#### [Task to complete]
Copy the data below line for line, keeping every character unchanged.

Data excerpts on pointing to objects:
"""

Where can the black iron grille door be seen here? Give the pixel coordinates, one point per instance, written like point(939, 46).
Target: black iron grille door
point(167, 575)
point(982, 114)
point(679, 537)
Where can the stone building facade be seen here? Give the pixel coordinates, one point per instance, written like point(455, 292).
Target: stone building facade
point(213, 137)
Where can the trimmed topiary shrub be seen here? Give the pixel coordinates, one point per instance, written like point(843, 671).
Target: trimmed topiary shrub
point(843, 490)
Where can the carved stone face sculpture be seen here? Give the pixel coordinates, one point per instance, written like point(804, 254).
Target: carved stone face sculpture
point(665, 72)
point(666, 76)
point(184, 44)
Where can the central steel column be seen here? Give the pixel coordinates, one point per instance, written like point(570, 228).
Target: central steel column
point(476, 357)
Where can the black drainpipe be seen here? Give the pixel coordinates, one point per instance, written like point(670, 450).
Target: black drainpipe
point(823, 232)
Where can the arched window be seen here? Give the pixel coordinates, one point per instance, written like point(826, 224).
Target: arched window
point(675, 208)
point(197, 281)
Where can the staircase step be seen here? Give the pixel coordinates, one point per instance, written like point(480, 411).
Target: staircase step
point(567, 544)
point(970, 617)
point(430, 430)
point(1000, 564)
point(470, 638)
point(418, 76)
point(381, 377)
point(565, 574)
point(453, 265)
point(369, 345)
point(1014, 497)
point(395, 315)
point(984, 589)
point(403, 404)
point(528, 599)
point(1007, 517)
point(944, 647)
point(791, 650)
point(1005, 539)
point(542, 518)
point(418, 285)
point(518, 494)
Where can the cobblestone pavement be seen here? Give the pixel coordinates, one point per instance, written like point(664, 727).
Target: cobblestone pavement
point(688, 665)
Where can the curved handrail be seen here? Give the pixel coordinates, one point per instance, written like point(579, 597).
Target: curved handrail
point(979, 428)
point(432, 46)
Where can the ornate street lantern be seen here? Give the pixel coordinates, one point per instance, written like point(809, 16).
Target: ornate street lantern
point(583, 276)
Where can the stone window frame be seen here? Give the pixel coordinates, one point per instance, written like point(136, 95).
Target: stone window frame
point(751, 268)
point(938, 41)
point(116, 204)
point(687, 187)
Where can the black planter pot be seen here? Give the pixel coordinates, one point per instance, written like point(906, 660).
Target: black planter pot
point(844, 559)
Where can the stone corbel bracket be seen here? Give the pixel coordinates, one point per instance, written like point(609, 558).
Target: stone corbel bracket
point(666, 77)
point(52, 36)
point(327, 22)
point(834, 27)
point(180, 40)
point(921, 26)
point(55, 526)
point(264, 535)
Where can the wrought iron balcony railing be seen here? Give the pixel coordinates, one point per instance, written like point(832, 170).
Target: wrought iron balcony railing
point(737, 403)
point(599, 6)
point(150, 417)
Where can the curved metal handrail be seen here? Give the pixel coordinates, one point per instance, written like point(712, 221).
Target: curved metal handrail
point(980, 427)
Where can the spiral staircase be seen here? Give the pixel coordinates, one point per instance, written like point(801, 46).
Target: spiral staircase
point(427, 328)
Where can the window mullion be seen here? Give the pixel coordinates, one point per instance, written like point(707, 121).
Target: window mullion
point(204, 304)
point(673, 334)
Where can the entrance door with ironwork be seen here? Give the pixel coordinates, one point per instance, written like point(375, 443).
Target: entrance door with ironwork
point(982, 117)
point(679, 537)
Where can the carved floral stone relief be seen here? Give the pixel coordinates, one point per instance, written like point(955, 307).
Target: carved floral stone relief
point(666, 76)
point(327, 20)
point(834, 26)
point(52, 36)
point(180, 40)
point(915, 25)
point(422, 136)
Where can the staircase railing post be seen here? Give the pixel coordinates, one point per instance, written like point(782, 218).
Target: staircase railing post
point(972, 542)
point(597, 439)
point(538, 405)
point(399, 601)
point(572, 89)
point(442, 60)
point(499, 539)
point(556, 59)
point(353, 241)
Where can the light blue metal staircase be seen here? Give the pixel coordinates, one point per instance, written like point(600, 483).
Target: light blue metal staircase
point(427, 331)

"""

#### [Solution for this task]
Where can the black iron grille door be seen here? Give the pixel coordinates, one point per instance, written like point(939, 46).
Target: black iron grille door
point(167, 575)
point(982, 114)
point(679, 537)
Where can the stone building facade be seen here? Give the pixel coordinates, one point per instance, written like point(455, 292).
Target: stone building facade
point(213, 137)
Where can the trimmed topiary shrub be seen here? Give the pixel coordinates, one point per instance, written like point(843, 671).
Target: trimmed topiary shrub
point(843, 490)
Where can the carved stone face sculpture be seen here? Give the pixel coordinates, one point per instance, written like point(804, 254).
Target: carved stone face sculpture
point(665, 72)
point(666, 76)
point(184, 44)
Where can the central steel column be seen here? Give the pixel coordinates, one point per instance, written like point(570, 228).
Target: central steel column
point(476, 357)
Where can the black drainpipe be seen here? Give the pixel coordinates, one point per instance, written like point(670, 450).
Target: black drainpipe
point(823, 232)
Where can the arched window be seen here? Give the pixel coordinates, one point per instance, written like point(826, 224).
Target: arched window
point(675, 208)
point(197, 281)
Where can the staircase step be seen here? Give the pixel coordinates, one point per instance, written like point(480, 411).
Target: staircase step
point(567, 544)
point(970, 617)
point(430, 430)
point(1000, 564)
point(470, 638)
point(418, 76)
point(381, 377)
point(565, 574)
point(453, 265)
point(369, 345)
point(1014, 497)
point(395, 315)
point(984, 589)
point(403, 404)
point(528, 599)
point(1007, 517)
point(944, 647)
point(791, 650)
point(1005, 539)
point(542, 518)
point(418, 285)
point(518, 494)
Where can the cobblestone pavement be seen here? Give the pixel coordinates, one point per instance, written like point(664, 727).
Target: cobblestone pavement
point(688, 665)
Where can the curved handrail be seen here? Give the pixel coordinates, one point per instance, written like point(579, 597).
Target: curved handrail
point(979, 428)
point(432, 46)
Where can the ornate street lantern be seen here? Give the pixel coordinates, one point per instance, written like point(809, 16).
Target: ornate street lantern
point(583, 276)
Where can the stone window frame be seen here? Give the pixel coordinates, one point per instance, written like point(136, 95).
Target: stone window frame
point(751, 268)
point(938, 41)
point(116, 204)
point(687, 187)
Where can the black planter pot be seen here? Give the pixel coordinates, one point per instance, written like point(906, 660).
Target: black planter pot
point(844, 559)
Where can the stone corbel bracket be seen here? Give the pixel coordinates, one point per instance, written like point(609, 558).
Target: stone corbel bracket
point(666, 77)
point(52, 36)
point(327, 22)
point(834, 27)
point(180, 40)
point(921, 26)
point(55, 526)
point(264, 535)
Where can the wrought iron balcony railing be seen here? Give the pixel coordinates, one point per instance, written like point(832, 170).
Target: wrought iron balcony railing
point(737, 403)
point(599, 6)
point(150, 417)
Where can the curved metal handrail be seen here? Give the pixel coordinates, one point per instance, written like point(712, 221).
Target: curved metal handrail
point(980, 427)
Where can the spiral staircase be seen here? Give the pixel coordinates, one point per instance, written like point(801, 46).
Target: spiral staircase
point(427, 328)
Where can the window mullion be seen here? Give the pixel coordinates, one point per instance, written like point(707, 121).
Target: window mullion
point(204, 304)
point(673, 334)
Where can the entrance door with ironwork be seen here? Give the pixel coordinates, one point per instance, written like point(375, 443).
Target: entrance door with ironwork
point(982, 117)
point(679, 537)
Where can the carved floral stone relief be seen here? Give the pixel coordinates, one point per instance, written like point(955, 307).
Target: carved floral stone relief
point(666, 76)
point(327, 20)
point(834, 26)
point(52, 36)
point(180, 40)
point(915, 25)
point(422, 136)
Where can the staircase railing post be seen here? Give the pixel coordinates, one point per instance, written like point(782, 218).
Target: staircase railing post
point(972, 542)
point(597, 439)
point(538, 405)
point(399, 601)
point(572, 89)
point(442, 60)
point(499, 539)
point(556, 59)
point(353, 241)
Where can the light blue metal staircase be seen here? Give the pixel coordinates, one point per instance, written like point(600, 483).
Target: light blue metal staircase
point(427, 331)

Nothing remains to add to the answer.